====== Record set ======

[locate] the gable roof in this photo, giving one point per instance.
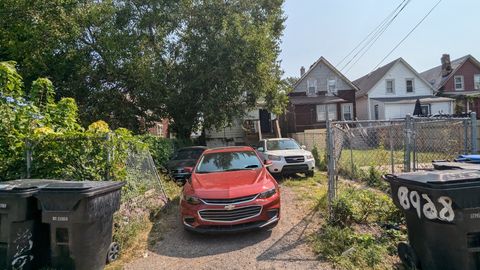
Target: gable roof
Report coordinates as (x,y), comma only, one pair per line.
(367,82)
(434,75)
(331,67)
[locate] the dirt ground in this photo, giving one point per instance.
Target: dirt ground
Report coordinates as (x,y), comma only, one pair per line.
(283,247)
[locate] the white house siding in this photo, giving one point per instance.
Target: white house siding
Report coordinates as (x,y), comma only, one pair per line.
(322,74)
(362,111)
(399,72)
(227,136)
(381,110)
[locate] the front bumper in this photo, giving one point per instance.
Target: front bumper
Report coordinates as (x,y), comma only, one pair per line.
(284,167)
(268,217)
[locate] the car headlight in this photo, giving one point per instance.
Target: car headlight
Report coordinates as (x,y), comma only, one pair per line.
(267,194)
(273,157)
(192,199)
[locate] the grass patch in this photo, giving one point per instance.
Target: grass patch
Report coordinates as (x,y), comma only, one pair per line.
(142,226)
(359,234)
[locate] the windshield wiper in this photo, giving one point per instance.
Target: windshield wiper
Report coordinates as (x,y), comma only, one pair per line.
(251,166)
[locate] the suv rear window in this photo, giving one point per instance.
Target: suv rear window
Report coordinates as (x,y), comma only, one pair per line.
(282,145)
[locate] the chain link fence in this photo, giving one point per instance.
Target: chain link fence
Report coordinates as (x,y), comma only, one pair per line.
(366,149)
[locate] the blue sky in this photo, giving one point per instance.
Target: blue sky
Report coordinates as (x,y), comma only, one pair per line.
(331,29)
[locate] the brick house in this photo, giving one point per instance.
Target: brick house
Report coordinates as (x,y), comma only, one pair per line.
(458,79)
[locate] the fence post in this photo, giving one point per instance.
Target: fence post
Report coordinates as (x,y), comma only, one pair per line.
(391,146)
(28,156)
(331,166)
(408,141)
(473,130)
(109,157)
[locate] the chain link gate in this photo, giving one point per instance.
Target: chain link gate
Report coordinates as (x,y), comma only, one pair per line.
(393,146)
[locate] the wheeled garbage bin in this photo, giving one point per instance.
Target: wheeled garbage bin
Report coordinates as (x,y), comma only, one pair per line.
(80,217)
(442,210)
(22,236)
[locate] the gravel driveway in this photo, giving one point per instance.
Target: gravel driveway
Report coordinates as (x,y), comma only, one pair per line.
(283,247)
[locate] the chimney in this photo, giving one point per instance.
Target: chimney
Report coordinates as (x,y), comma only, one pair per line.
(446,65)
(302,71)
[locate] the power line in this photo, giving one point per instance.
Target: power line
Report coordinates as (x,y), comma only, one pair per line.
(373,31)
(411,31)
(374,38)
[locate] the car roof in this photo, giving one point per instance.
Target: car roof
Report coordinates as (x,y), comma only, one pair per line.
(193,147)
(228,149)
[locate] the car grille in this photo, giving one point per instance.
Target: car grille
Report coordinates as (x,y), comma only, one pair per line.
(223,215)
(295,159)
(230,201)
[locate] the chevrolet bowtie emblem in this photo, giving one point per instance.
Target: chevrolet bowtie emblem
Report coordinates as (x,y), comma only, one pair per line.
(230,207)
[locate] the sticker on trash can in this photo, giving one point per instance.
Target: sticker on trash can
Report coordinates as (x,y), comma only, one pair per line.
(411,198)
(59,218)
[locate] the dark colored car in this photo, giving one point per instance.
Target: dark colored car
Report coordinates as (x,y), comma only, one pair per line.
(184,157)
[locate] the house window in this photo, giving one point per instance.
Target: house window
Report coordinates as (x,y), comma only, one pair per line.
(312,87)
(159,129)
(476,81)
(322,112)
(347,111)
(390,86)
(425,109)
(332,86)
(410,85)
(458,83)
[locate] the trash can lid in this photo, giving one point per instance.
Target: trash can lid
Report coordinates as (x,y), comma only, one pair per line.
(442,177)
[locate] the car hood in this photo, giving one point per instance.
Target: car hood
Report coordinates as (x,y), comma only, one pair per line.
(182,163)
(232,184)
(290,152)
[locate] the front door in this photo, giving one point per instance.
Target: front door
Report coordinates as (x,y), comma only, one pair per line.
(265,122)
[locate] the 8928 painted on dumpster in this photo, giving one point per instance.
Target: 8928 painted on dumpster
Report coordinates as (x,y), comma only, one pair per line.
(425,206)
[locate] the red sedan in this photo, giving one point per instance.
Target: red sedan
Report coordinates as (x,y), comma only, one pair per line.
(230,190)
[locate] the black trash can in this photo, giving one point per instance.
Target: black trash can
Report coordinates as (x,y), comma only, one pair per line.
(442,210)
(23,244)
(80,217)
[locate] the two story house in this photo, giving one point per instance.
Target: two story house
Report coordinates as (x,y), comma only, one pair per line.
(458,79)
(321,93)
(392,90)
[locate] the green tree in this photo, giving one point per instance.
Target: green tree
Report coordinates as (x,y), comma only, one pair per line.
(226,58)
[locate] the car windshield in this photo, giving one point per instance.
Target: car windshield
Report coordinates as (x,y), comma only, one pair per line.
(228,161)
(282,145)
(188,154)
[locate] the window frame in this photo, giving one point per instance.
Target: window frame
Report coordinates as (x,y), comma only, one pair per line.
(350,106)
(393,86)
(309,83)
(455,82)
(323,112)
(413,85)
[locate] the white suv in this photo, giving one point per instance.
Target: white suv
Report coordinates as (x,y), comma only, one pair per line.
(287,156)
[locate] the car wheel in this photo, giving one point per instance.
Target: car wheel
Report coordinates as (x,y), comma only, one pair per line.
(113,252)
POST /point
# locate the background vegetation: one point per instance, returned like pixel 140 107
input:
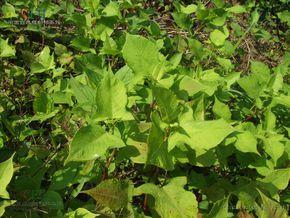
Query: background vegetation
pixel 136 108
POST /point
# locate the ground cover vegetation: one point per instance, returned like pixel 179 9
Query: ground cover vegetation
pixel 133 108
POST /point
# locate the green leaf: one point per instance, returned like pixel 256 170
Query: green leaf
pixel 141 55
pixel 42 103
pixel 5 49
pixel 84 94
pixel 252 85
pixel 246 142
pixel 52 200
pixel 167 103
pixel 261 71
pixel 4 204
pixel 43 61
pixel 284 16
pixel 171 200
pixel 6 173
pixel 8 11
pixel 104 27
pixel 270 208
pixel 81 213
pixel 237 9
pixel 277 179
pixel 157 146
pixel 91 142
pixel 219 209
pixel 274 146
pixel 82 44
pixel 201 135
pixel 111 99
pixel 111 193
pixel 221 110
pixel 217 37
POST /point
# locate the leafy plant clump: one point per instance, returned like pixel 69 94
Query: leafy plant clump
pixel 132 108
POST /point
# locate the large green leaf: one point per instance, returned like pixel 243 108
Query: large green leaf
pixel 269 208
pixel 84 94
pixel 141 55
pixel 274 146
pixel 171 200
pixel 276 180
pixel 167 102
pixel 6 173
pixel 43 61
pixel 201 135
pixel 112 193
pixel 4 204
pixel 81 213
pixel 246 142
pixel 91 142
pixel 219 209
pixel 111 99
pixel 217 37
pixel 157 146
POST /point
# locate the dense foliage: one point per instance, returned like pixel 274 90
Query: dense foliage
pixel 133 108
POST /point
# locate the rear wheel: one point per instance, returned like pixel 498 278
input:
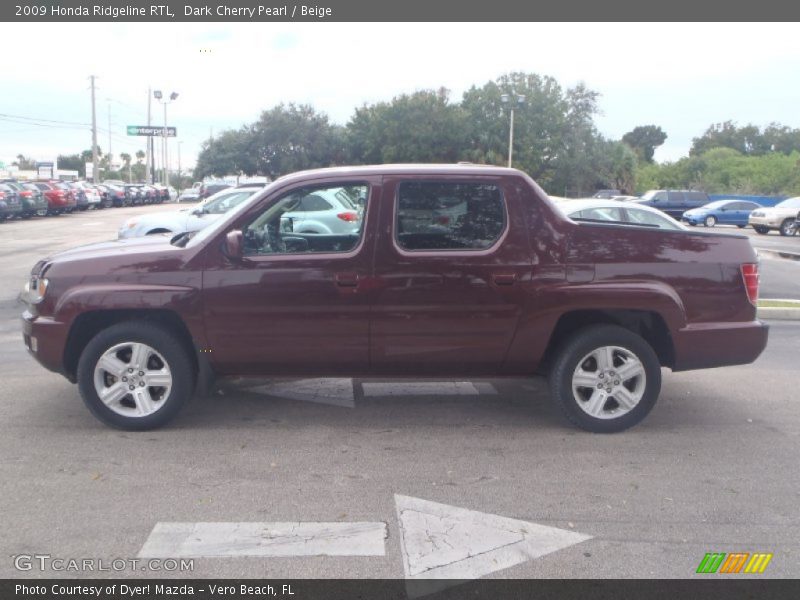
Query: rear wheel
pixel 605 378
pixel 135 376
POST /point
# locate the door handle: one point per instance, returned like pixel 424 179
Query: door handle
pixel 346 279
pixel 504 278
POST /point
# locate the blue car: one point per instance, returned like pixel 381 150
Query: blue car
pixel 721 212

======

- [Prompt] In the entries above, find each line with the word "returned" and return it.

- [Answer section]
# locate the background vegetation: one point per instance, returned like pixel 140 107
# locate the ground cover vegetation: one point per instance, returned like pixel 179 9
# locate the green leaf: one point per instance, returned like pixel 256 170
# locate the leafy plant clump: one point per instance, returned like pixel 69 94
# locate the large green leaf: one point per instance, returned like pixel 243 108
# locate the dense foliage: one point per instance, returned like pixel 274 90
# locate the rear wheel: one point per instance, returned like pixel 498 278
# locate the door handle: one point per instance, returned like pixel 424 179
# locate the blue car: one point per instance, returned like pixel 381 150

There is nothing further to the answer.